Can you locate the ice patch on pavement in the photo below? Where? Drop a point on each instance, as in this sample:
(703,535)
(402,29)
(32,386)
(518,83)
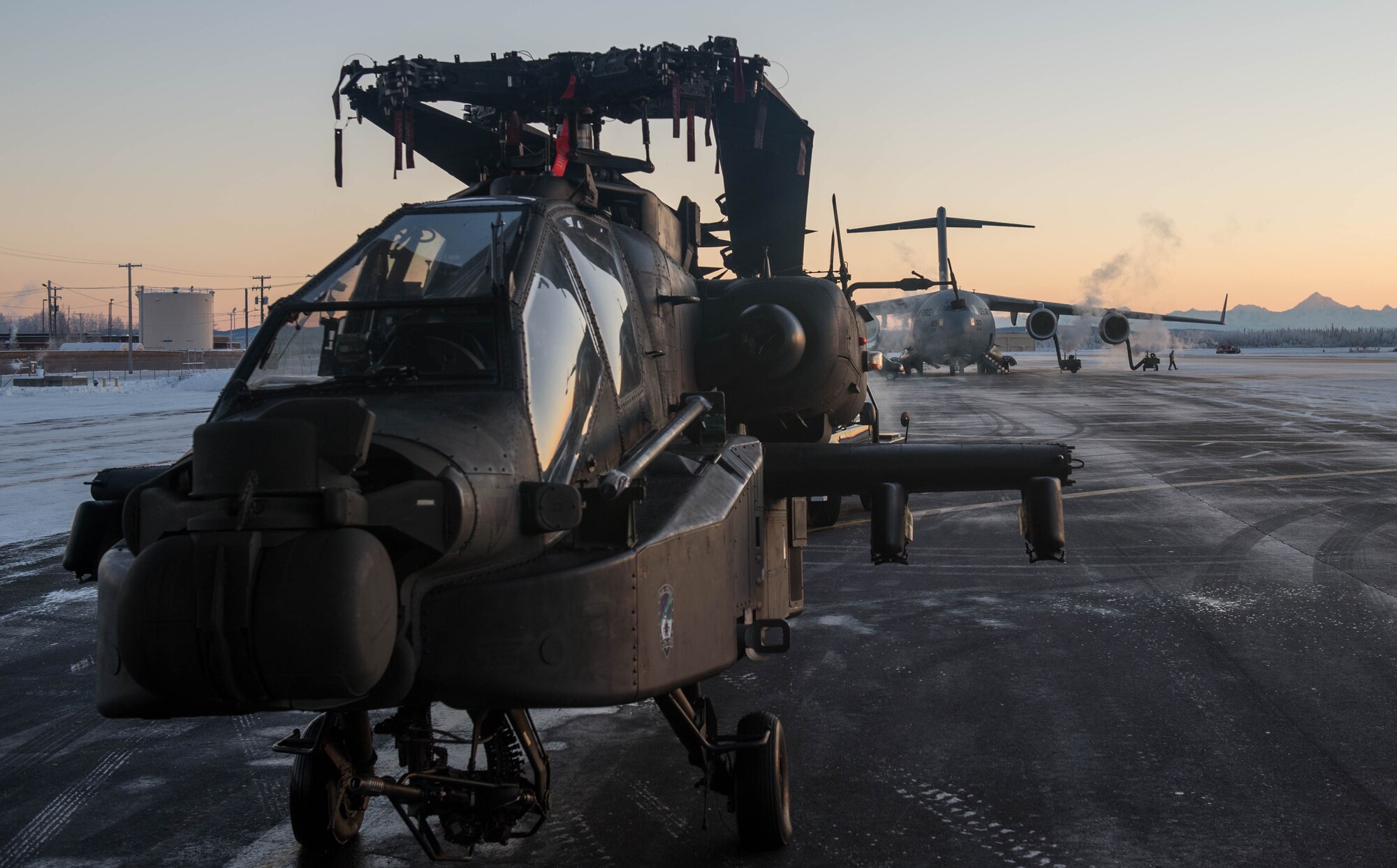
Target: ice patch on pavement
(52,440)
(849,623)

───

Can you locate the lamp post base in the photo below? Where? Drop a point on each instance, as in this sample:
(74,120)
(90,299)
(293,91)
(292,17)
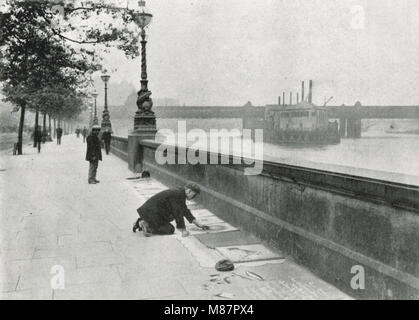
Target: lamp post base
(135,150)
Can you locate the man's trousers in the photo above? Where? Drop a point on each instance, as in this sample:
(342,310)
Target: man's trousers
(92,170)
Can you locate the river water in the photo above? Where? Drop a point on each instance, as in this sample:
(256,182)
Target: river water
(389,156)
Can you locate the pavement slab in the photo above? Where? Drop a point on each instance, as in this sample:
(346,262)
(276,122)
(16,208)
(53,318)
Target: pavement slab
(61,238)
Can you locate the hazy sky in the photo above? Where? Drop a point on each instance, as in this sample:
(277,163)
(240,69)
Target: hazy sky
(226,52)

───

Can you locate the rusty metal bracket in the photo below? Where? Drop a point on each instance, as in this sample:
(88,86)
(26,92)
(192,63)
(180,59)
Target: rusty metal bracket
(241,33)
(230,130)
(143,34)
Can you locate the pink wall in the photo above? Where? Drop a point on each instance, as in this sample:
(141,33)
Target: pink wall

───

Copy out, word for word, the part of the data that opens with the line containing "Can you locate the rusty" and closes with the line containing "Target: pink wall". Include both of those lines.

■ RESULT ■
Can you locate the rusty metal bracket in the photo below? Where? Drop a point on each instance, as in this sample:
(88,86)
(26,92)
(192,63)
(180,59)
Target: rusty metal bracket
(241,33)
(230,130)
(143,34)
Can you locate the pink wall in the photo above? Where? Drop a point on each instance, as in this sample:
(141,33)
Target: pink wall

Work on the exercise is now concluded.